TASK STATEMENT:
Continue the GCC bug-report thread below on the rnflow.f90 slowdown with -fwhole-program, picking up after its final comment.

PASSAGE TO READ:

At revision 160309, I get [macbook] lin/test% gfc -O3 -ffast-math -funroll-loops -fomit-frame-pointer -fwhole-program -flto rnflow.f90 --param hot-bb-frequency-fraction=1000 [macbook] lin/test% time a.out > /dev/null 32.601u 0.716s 0:33.35 99.8% 0+0k 0+0io 0pf+0w [macbook] lin/test% gfc -O3 -ffast-math -funroll-loops -fomit-frame-pointer -fwhole-program -flto rnflow.f90 --param hot-bb-frequency-fraction=2000 [macbook] lin/test% time a.out > /dev/null 25.760u 0.708s 0:26.47 99.9% 0+0k 0+0io 0pf+0w
For what it is worth, on AMD Athlon 64 X2 4800+ / x86-64-linux, I get for gfortran -O3 -ffast-math -march=native -- and with with and without -flto: 0m45.132s -- (options as above) 0m52.731s -- additionally -fwhole-program That's a +16% increase in run-time with -fwhole-program.
So hot-bb-frequency-fraction solves the whole regression?
[Move comment from IRC #gcc to bugzilla] (In reply to comment #9) > For what it is worth, on AMD Athlon 64 X2 4800+ / x86-64-linux, [...] > That's a +16% increase in run-time with -fwhole-program. (In reply to comment #10) > So hot-bb-frequency-fraction solves the whole regression? For me (cf. system above), --param hot-bb-frequency-fraction=2000 reduces the slow down due to -fwhole-program from 16% to 3%. (The LTO version with and without -fwhole-file is about 2% slower than the corresponding -fno-lto version.)
I think this is not a gfortran bug. Marked as aLTO one.
Static profile estimation problem, to be exact. LTO is just triggering it by bringing in enough of context ;)
I finally got into some time to test the various solutions. easiest is probably the following: Index: predict.c =================================================================== --- predict.c (revision 168047) +++ predict.c (working copy) @@ -126,7 +126,7 @@ maybe_hot_frequency_p (int freq) if (node->frequency == NODE_FREQUENCY_EXECUTED_ONCE && freq <= (ENTRY_BLOCK_PTR->frequency * 2 / 3)) return false; - if (freq < BB_FREQ_MAX / PARAM_VALUE (HOT_BB_FREQUENCY_FRACTION)) + if (freq < ENTRY_BLOCK_PTR->frequency / PARAM_VALUE (HOT_BB_FREQUENCY_FRACTION)) return false; return true; } It makes GCC to decide on cold basic blocks not based on the innermost loop nest but on the entry block frequency - so many conditoinals or EH renders BB cold but not the fact it is outside of very many BBs. Could you try if this solves the problem?

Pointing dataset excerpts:
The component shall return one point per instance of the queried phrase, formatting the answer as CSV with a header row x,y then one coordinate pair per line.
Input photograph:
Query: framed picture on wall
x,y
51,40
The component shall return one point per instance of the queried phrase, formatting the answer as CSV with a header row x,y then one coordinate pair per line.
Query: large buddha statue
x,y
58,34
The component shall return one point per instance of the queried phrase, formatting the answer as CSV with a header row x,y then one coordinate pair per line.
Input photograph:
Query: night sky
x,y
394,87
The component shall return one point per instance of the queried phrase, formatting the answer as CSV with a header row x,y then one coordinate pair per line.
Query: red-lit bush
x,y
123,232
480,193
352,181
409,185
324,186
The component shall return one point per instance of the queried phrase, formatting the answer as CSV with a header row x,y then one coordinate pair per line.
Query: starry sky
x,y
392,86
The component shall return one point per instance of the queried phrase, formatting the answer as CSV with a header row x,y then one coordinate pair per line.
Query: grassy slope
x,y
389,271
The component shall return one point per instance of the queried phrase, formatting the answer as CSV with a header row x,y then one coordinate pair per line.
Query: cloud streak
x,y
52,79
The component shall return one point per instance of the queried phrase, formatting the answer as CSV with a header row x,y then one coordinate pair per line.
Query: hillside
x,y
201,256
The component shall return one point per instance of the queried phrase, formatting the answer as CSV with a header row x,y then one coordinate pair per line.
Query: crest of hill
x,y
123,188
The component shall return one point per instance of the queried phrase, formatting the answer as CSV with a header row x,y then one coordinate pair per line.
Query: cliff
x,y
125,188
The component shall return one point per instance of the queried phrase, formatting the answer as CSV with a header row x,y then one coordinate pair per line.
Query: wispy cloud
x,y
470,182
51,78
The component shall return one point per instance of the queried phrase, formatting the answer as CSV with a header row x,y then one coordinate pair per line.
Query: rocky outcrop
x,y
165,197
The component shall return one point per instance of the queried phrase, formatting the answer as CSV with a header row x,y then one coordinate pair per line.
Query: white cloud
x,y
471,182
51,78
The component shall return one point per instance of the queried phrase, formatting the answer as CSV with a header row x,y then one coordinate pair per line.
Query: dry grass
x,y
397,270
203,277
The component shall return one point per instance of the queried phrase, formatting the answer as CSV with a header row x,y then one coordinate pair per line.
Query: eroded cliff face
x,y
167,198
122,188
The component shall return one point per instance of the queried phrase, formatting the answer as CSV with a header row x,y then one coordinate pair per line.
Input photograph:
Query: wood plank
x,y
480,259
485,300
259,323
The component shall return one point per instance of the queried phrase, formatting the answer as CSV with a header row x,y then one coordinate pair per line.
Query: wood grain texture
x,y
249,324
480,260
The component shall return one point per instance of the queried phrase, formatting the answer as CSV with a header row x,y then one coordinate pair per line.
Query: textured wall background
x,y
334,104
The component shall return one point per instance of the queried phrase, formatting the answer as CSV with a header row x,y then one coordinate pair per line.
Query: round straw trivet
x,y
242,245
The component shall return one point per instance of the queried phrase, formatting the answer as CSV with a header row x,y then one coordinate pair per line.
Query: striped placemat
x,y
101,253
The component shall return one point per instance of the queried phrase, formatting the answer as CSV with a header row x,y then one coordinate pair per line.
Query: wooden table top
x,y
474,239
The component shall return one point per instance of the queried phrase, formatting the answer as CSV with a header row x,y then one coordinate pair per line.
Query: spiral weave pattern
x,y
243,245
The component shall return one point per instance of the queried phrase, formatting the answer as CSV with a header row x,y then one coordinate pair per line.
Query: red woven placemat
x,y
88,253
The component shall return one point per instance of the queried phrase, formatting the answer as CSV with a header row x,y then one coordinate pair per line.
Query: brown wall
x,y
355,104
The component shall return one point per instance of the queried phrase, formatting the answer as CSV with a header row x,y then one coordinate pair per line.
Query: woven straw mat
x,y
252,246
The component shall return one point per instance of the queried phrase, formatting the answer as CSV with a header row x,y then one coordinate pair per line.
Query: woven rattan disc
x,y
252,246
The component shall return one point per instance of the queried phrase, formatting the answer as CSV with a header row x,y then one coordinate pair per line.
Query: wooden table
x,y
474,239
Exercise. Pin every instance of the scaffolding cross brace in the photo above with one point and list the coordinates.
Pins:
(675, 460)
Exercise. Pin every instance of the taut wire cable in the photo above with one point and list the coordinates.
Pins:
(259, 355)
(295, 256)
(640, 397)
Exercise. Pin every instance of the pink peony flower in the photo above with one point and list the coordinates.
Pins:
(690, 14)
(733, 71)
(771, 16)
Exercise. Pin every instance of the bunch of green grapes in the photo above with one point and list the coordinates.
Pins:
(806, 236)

RESPONSE TO THE EXERCISE:
> Could you try if this solves the problem? The patch in comment #14 fixed the problem on x86_64-apple-darwin10 (I cannot say anything for AMD). I have run the polyhedron tests without noticing any slow down. I'll do a clean regstrap tonight. Thanks for the patch.
The patch in comment #14 fixed the problem on x86_64-apple-darwin10, but causes the following regressions: FAIL: gcc.dg/autopar/outer-2.c scan-tree-dump-times parloops "parallelizing outer loop" 1 FAIL: gcc.dg/autopar/outer-2.c scan-tree-dump-times optimized "loopfn" 5 FAIL: gcc.dg/tree-ssa/ldist-pr45948.c scan-tree-dump ldist "distributed: split to 3" which disappear if I revert the patch. Note that something looks uninitialized with the patch: [macbook] f90/bug% gcc46 -O2 -ftree-loop-distribution -fdump-tree-ldist-details -c /opt/gcc/work/gcc/testsuite/gcc.dg/tree-ssa/ldist-pr45948.c [macbook] f90/bug% grep distributed ldist-pr45948.c.101t.ldist Loop -1515870811 distributed: split to 2 loops. ^^^^ instead of Loop 1 distributed: split to 3 loops.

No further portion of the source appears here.